→ Instruções do exercício:
Retome o relato, apresentado abaixo, sobre o atendimento de ambulância a uma vítima de atropelamento e dê continuidade a ele a partir da última frase.

→ Texto de origem:
□ □ □ □

Passava das cinco da manhã quando a central acionou a ambulância para atender um atropelamento. Possível QRT – óbito. Durante o deslocamento, o guicho, que chegara no local, informa “respirando com dificuldade, mas respirando.”
Chegando lá, a vítima, com uniforme da empresa e marmita debaixo do braço, jazia de bruços, com uma respiração ruidosa, porém irresponsivo. Viramos ele, imobilizamos e levamos para dentro da ambulância.
Braço e perna direitos apresentam fraturas evidentes. As pupilas estão contraídas e não reagem à luz. Não responde a quaisquer estímulos. A saturação de oxigênio cai.
Começo a ventilar enquanto a enfermeira pega uma veia. Precisa ser entubado para garantir que chegue ar nos seus pulmões. É a terceira vez que preciso entubar dentro da ambulância. Das outras duas vezes, por motivos diversos, não consegui. O motorista prepara o material enquanto eu ventilo o paciente. A oxigenação não melhora.
A enfermeira consegue o acesso venoso. Faz medicações que relaxam a musculatura do paciente. Isso faz com que não consiga mais respirar sozinho, antes, mesmo que de maneira pouco eficiente, ele respirava sozinho. Agora depende de mim. Passo o tubo. Tenho quase certeza que está no lugar certo. Quando ventilo, a barriga também levanta. Será que errei? Ausculto. Parece estar no lugar certo. Peço para a enfermeira confirmar. A saturação começa a subir. Sim, esta no lugar certo.

□ □ □ □

→ Listagem de dados:
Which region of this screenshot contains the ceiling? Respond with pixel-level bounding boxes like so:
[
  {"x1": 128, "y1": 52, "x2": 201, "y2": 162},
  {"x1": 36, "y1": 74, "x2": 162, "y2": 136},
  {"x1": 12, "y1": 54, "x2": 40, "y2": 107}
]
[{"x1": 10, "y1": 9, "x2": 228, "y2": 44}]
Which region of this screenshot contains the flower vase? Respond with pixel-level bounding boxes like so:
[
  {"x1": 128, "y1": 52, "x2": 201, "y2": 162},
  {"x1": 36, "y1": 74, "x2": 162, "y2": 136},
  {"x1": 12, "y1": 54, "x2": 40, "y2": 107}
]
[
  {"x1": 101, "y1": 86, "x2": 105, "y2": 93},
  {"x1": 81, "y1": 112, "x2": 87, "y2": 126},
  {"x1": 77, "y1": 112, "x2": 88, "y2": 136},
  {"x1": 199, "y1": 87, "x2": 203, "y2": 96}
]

□ □ □ □

→ Resposta da tarefa:
Vamos para o hospital. Enquanto eu ventilo a enfermeira termina de remover as roupas da vítima e procurar outras lesões. Ligo para o hospital informar que estamos levando um paciente grave.
Apesar das lesões e da gravidade, entrego o paciente estável no hospital.
Voltamos para a base, quase hora da troca de turno. Enquanto limpamos a ambulância alguém pergunta se havíamos carneado algum bicho na viatura. Há sangue, compressas, embalagens e outros materiais espalhados por tudo.
Fico feliz que tudo tenha dado certo. Precisava fazer tudo direito para me reafirmar. Sim, eu consigo entubar na ambulância. Ter certeza de que fiz tudo o que precisava ser feito, e que fiz certo.
Algumas horas depois fico sabendo que ele não resistiu. Mais um óbito.
Estive pensando, acho que escrevo aqui principalmente para mim, para que eu não esqueça, mas acho que também é uma maneira de tentar demonstrar respeito àqueles que atendi. Manter vivos alguns dos últimos momentos da história dessas pessoas. Sei lá.